Supplied records -
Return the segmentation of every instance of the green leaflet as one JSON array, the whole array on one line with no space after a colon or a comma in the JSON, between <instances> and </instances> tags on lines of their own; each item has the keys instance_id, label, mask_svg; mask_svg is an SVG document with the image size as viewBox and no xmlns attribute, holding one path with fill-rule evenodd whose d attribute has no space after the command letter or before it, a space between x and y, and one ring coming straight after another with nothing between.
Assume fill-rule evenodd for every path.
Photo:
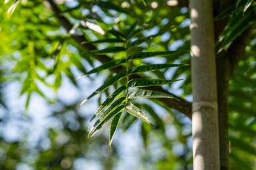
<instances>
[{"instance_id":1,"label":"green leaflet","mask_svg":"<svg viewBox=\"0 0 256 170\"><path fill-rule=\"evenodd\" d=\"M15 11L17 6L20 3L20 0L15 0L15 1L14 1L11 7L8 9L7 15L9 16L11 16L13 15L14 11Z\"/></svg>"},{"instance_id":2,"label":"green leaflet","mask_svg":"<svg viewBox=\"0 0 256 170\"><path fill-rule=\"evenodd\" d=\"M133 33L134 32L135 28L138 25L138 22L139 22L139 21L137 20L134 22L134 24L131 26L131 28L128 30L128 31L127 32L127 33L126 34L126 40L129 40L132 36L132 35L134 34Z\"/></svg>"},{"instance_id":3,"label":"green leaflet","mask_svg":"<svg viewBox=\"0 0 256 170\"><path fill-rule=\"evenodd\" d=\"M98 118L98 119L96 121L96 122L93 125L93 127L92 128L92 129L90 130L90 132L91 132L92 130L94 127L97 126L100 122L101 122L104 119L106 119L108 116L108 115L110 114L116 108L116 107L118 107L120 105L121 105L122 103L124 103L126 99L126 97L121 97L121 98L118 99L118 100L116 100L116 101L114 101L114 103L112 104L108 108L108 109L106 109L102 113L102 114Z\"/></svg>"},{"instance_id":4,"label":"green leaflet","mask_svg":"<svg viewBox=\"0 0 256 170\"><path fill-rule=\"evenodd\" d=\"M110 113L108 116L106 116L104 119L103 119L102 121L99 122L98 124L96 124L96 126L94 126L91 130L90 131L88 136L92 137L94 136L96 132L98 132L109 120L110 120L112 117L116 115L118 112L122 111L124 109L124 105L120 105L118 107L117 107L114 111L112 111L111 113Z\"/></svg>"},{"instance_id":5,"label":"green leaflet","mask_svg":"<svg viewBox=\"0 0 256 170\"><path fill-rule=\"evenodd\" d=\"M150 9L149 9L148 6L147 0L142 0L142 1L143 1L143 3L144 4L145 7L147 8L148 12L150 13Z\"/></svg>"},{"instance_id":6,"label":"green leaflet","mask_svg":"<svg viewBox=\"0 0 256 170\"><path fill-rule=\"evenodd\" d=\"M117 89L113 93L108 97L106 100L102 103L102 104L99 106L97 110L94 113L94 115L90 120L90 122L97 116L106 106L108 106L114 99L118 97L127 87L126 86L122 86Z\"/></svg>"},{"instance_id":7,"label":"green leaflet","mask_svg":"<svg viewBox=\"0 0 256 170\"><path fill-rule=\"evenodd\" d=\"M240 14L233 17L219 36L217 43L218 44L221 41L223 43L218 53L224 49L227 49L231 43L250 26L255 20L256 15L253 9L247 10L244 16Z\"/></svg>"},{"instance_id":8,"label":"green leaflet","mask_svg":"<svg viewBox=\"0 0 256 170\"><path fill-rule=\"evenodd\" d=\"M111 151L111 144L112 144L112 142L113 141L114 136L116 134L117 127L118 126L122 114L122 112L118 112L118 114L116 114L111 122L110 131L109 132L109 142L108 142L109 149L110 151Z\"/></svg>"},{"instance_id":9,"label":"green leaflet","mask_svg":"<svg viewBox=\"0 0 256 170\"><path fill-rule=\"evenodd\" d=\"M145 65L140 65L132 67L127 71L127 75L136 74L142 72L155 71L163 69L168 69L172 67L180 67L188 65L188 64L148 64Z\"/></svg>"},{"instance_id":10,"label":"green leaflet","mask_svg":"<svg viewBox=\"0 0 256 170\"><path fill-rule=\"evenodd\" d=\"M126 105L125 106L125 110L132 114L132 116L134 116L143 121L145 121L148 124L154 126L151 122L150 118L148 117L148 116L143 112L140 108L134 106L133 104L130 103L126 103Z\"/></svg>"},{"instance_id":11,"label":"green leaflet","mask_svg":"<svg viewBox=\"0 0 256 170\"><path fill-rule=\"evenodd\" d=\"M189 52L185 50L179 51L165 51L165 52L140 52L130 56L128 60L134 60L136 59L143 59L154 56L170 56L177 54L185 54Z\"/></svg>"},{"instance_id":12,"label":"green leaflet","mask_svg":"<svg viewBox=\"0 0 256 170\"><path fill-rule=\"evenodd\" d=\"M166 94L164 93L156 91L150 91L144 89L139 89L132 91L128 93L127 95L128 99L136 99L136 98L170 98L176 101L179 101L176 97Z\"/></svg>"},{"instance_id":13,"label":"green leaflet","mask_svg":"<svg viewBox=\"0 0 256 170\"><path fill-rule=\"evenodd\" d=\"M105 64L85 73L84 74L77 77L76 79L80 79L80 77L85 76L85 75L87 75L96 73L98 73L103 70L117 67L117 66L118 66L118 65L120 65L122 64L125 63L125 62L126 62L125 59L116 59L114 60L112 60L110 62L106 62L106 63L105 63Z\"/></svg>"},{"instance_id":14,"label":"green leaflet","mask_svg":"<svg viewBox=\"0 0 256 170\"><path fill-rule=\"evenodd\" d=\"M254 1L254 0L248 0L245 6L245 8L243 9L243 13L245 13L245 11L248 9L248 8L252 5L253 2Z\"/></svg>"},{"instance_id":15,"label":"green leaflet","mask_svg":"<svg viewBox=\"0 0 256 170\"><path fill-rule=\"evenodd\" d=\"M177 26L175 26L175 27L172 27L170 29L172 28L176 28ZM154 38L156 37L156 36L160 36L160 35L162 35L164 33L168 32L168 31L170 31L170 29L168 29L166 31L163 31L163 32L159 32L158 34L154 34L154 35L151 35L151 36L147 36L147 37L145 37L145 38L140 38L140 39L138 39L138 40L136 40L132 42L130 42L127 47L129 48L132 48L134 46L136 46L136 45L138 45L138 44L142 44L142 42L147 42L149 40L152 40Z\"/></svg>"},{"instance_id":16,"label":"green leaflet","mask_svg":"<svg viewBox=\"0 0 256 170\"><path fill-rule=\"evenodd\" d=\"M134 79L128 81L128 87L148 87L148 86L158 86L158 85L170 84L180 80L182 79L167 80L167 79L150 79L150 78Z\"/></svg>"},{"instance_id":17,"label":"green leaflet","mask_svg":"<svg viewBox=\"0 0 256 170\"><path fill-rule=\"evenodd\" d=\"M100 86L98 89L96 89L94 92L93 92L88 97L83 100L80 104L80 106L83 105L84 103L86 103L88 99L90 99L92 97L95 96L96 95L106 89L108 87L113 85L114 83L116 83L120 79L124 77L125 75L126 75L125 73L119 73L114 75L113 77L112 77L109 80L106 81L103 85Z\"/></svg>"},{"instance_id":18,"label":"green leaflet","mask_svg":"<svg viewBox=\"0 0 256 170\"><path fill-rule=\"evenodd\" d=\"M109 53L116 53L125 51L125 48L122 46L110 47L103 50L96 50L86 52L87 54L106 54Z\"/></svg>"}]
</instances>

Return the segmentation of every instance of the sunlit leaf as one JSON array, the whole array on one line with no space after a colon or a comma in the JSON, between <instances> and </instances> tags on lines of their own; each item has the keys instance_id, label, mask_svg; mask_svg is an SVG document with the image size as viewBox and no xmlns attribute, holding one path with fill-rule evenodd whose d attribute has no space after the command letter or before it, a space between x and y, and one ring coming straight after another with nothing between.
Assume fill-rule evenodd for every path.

Work to complete - Please count the lines in the data above that contain the string "comma" and reply with that number alone.

Solution to the problem - 2